_TASK TO CARRY OUT_
Shift every coordinate pair in the answers below by adding 122 to both numbers, and write out all of the lines again with the wording unchanged and the new coordinates in place of the old ones. Leave the pictures out.

_RECORDS PROVIDED_

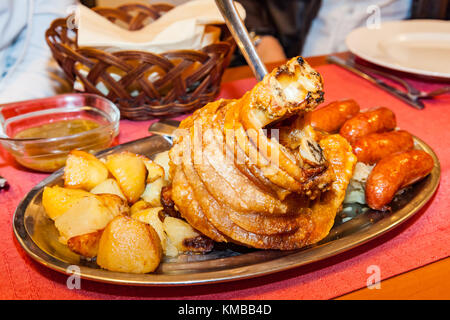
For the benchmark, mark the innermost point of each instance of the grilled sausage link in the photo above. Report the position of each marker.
(372, 148)
(331, 117)
(373, 121)
(394, 173)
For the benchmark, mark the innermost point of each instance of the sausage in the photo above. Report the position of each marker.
(373, 121)
(394, 173)
(372, 148)
(331, 117)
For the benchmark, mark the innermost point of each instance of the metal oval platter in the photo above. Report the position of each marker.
(354, 226)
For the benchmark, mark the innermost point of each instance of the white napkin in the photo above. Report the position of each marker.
(181, 28)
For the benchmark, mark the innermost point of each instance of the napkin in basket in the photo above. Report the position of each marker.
(187, 26)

_TASK OUTPUT_
For the benchmark, mark the innermost point of each instance of the grilled sausage link in the photo above. Report the position of each marker.
(494, 270)
(453, 239)
(495, 243)
(516, 295)
For the benchmark, mark the innermost point of each instance of the sausage in the photo above. Report the position of each marker.
(495, 243)
(516, 295)
(494, 270)
(453, 239)
For the benchmark, mark the innermost point of each instance of the metal oval platter in the photo above. Report the position of each marker.
(476, 348)
For the benchmark, mark the innermost point of each instance of the white napkin in the photo above. Report the position of each marker.
(303, 150)
For the benchmark, mark the innermost point of each instance of the napkin in basket in the photo above. Report the position of each marker.
(309, 148)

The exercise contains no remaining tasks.